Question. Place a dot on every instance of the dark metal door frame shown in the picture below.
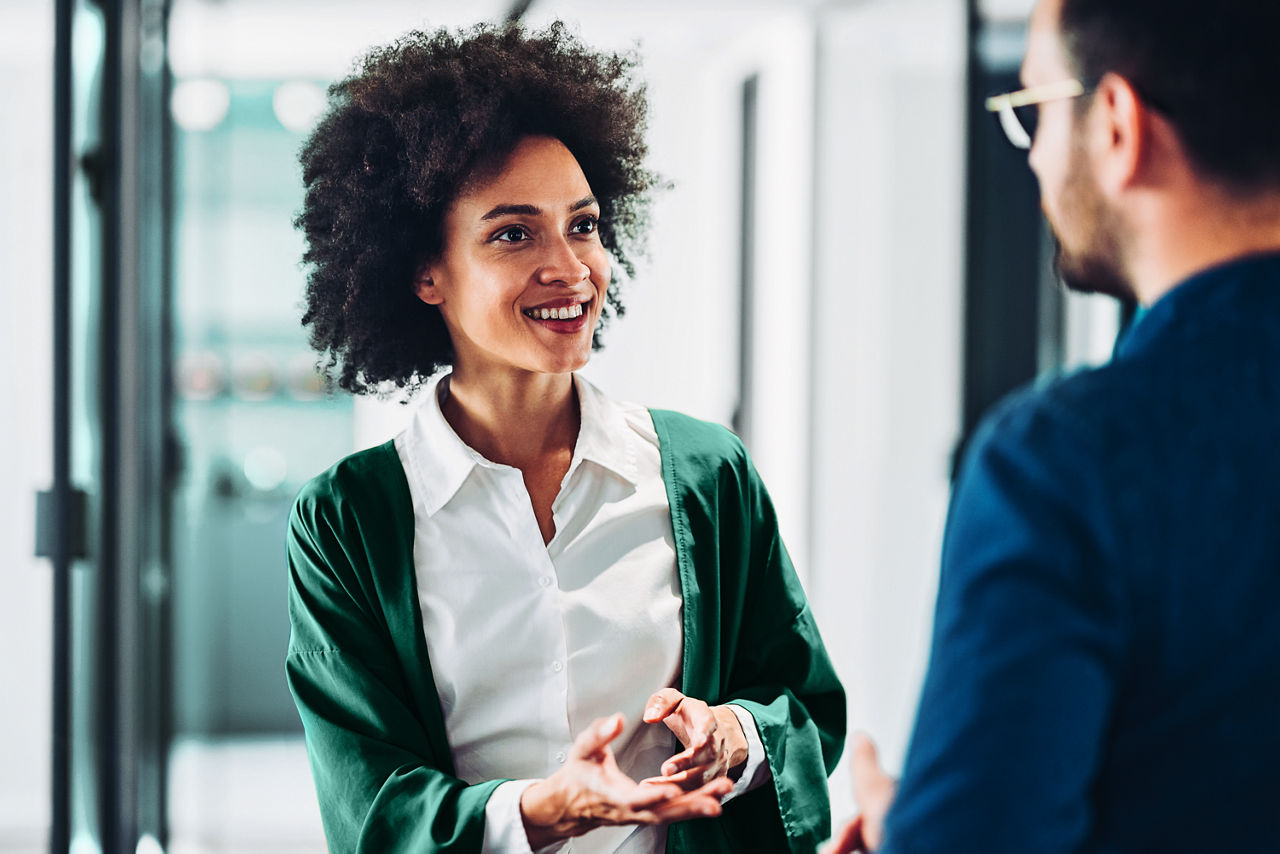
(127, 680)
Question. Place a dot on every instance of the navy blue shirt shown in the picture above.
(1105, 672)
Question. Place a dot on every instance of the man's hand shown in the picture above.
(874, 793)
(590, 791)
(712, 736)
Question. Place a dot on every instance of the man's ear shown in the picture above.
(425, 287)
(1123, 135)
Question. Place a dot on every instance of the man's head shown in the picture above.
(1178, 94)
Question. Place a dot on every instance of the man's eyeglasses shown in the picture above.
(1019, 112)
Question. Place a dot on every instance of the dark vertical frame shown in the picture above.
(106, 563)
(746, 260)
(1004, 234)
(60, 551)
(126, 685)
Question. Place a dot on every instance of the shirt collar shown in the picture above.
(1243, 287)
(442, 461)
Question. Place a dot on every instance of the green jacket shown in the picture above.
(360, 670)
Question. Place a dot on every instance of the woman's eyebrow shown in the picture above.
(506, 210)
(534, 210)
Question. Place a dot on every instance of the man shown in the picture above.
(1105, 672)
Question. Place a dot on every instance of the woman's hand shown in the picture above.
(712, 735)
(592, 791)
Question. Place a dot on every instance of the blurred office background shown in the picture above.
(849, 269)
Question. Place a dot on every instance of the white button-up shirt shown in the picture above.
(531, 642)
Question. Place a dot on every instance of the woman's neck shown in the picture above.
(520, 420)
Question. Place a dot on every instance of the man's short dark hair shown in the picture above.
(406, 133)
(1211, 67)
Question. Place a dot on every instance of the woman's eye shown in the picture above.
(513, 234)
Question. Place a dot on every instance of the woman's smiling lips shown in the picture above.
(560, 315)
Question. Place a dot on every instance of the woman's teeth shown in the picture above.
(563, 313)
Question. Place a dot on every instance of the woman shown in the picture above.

Task directions: In the listing above, take the line containing "Question. Place a dot on every instance of the man's short" as the start and write out every line through the last one exactly, with nothing added.

Result of the exercise:
Question. Place a dot on every instance of the man's short dark hair shown in the picture above.
(406, 133)
(1211, 67)
Question. Place a dot on every instance of the woman's eye shown in the picture above.
(513, 234)
Question. Place a dot on every instance of the woman's smiling lips shown in the picture above.
(560, 315)
Question. Place a dot on every instance of the woman's teeth shown in the picture above.
(563, 313)
Question. Place a dot on every instance of the woman shown in the picture above.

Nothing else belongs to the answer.